Задание a — Извлеките из листинга, ничего не меняя, строки от той, где есть «the glasses frame», до той, где есть «column 303, row 66», включая обе.

Фрагмент текста —
=-=-=-=-=
СКАЗАТЬ ВСЕ СЛОВА ДО КОНЦАНачало литературной карьеры Дмитрия Бортникова сложилось на редкость удачно. Писателю, последние годы живущему в Париже и продолжающему писать по-русски, нелегко оказаться на острие внимания как отечественной критики, так и отечественного читателя. Ведь Париж по отношению к актуальной российской словесности в настоящее время определенно является маргинальной зоной, областью литературной провинции, поскольку русская литература делается не там. Бортникову блестяще удалось захватить внимание и читателя, и критики. А блестящая удача от удачи случайной отличается именно качеством и стойкостью своего блеска, в то время как блистательный провал от провала бездарного по результату не отличаются ничем. В чем же причина этой блестящей удачи? Прежде всего в заданной самому себе авторской планке и в экстремальной авторской позиции, при которой художник считает себя по меньшей мере гением и настаивает на своем заблуждении (а иначе ничего не выйдет, как ни крути). Сначала у Бортникова были опубликованы два рассказа в двух номерах русского «Плейбоя». Ну а после того, как его роман «Синдром Фрица» в 2002 году вышел в финал самой, пожалуй, авторитетной и непредвзятой на данный момент литературной премии «Национальный бестселлер», а затем перекочевал в шорт-лист премии Букера, заслуженное внимание публики было автору обеспечено.
И вот теперь «Свинобург»...
=-=-=-=-=
Задание b — Допишите, пожалуйста, следующую часть статьи о литературной карьере Дмитрия Бортникова.

[Данные разметки расположения объектов]
=-=-=-=-=
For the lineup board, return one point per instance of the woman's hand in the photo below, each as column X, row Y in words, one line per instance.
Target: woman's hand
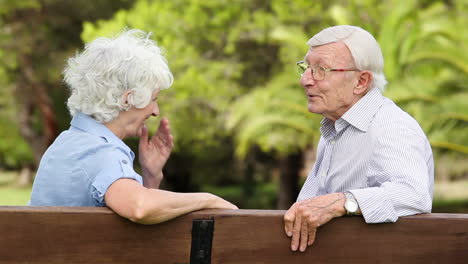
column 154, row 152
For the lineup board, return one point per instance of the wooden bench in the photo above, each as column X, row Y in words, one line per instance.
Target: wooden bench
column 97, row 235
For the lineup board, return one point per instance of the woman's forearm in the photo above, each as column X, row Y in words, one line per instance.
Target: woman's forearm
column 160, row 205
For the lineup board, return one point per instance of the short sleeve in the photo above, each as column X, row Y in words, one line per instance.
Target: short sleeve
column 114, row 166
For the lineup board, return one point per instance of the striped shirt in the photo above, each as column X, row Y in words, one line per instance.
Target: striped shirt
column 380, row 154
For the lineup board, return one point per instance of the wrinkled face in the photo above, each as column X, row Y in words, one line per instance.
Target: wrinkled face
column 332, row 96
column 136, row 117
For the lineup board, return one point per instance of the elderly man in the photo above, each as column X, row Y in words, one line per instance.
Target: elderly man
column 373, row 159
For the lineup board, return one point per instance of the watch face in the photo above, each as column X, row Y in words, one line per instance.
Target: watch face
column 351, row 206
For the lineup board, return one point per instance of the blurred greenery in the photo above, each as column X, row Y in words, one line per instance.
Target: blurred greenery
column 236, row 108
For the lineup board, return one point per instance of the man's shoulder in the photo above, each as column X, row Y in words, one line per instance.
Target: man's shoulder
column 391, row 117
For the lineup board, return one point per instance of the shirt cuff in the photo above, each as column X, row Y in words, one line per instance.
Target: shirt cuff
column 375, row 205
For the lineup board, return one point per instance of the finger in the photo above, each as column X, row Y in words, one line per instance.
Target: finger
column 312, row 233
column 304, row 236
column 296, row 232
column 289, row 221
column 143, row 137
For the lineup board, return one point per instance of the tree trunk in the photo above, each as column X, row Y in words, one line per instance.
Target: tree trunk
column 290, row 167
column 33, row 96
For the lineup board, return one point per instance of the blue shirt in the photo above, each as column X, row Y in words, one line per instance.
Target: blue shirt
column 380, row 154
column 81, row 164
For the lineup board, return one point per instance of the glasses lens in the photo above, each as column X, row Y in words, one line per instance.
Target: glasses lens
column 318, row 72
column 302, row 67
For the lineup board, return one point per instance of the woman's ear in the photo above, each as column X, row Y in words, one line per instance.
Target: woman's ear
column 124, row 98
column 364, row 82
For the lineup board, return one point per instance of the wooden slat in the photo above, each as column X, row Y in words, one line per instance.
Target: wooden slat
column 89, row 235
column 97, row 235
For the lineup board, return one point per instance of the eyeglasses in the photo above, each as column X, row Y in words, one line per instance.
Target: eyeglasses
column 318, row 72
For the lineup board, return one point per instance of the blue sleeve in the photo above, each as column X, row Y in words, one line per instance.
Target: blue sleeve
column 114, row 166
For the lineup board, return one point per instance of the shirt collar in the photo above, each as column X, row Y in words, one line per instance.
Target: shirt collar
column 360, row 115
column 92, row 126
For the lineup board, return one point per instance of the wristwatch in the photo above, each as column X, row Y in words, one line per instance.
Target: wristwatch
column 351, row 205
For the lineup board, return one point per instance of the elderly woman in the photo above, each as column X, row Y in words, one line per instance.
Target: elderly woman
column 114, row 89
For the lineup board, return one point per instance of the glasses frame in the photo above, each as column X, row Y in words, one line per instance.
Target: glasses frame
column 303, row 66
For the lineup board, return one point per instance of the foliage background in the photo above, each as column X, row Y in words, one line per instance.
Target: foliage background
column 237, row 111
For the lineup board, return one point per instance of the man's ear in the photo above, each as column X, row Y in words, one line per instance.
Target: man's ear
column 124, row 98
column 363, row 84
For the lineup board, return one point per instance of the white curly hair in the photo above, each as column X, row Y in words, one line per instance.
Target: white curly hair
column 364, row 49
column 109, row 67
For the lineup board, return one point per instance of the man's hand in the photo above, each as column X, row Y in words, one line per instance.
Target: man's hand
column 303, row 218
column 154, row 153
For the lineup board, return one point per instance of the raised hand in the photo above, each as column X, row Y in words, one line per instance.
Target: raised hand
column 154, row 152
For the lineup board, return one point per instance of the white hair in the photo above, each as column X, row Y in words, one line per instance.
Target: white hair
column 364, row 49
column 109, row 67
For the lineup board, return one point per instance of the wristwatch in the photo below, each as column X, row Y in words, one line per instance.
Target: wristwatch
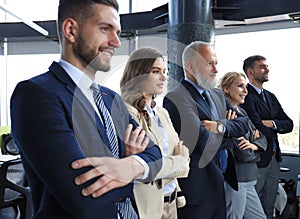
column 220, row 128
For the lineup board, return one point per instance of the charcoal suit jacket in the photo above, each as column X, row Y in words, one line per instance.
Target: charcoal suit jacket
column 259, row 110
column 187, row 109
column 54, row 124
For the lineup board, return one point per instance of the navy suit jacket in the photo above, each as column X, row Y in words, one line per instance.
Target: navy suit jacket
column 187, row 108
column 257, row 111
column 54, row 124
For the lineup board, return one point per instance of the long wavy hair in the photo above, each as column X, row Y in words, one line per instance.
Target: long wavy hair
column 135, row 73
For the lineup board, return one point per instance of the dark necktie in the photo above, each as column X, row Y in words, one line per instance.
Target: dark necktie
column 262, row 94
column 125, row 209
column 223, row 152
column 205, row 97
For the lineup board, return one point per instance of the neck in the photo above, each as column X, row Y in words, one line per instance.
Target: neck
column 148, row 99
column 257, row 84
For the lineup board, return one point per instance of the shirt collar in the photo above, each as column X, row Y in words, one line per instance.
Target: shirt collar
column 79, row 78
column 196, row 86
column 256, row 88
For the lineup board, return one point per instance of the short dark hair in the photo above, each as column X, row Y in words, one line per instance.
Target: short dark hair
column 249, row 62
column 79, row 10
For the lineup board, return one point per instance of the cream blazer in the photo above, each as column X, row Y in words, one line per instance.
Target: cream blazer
=-=-=-=-=
Правильный ответ a —
For the lineup board, return one point per instance of the glasses frame in the photo above, each as column X, row Y in words, one line per instance.
Target: glasses frame
column 303, row 66

Правильный ответ b —
Говорить об успешном, удачливом авторе всегда легче, нежели об авторе по тем или иным причинам пребывающем в тени. В первую очередь потому, что не приходится лукавить, исполняя некую молчаливую, но императивную договоренность, какая довлеет, скажем, над речами о мертвых. Похвала успешного автора уже не обманет, нелицеприятный отзыв ему уже не повредит.
Дмитрий Бортников пишет ярко, рискованно, с той степенью откровенности, которая диктуется не встречным читательским ожиданием, а отмерена тексту самим автором. То есть он не идет на уступки господствующему стереотипу предвкушения: «дай нам это», «расскажи нам то, что мы хотим услышать» — напротив, он навязывает свое откровение читателю и ведет его, читателя, в поводу по степи собственной фантазии, насколько брутальной, настолько и достоверной. Он хочет сказать все слова до конца, потому что знает: надо хотеть сказать все слова до конца, или ты не писатель. Под достоверностью следует понимать, конечно же, не сакраментальную правду жизни, которую нелепо требовать не только от искусства, но и от жизни собственно, а всего лишь правдоподобие. Что это значит? А вот что: когда Бортников описывает, как юный дебелый герой, весь в слезах и соплях, пытается срезать с себя ножницами ненавистный жир, в это веришь не потому, что подобные сцены входят в план твоего будничного опыта, а потому, что это написано талантливо. Так веришь в изображенного Гоголем черта, а в изображенного Прохановым Васаева не веришь, и в изображенного Курицыным агента ФСБ Глеба Малинина по кличке Матадор — тоже. Дмитрию Бортникову веришь, потому что он ранит.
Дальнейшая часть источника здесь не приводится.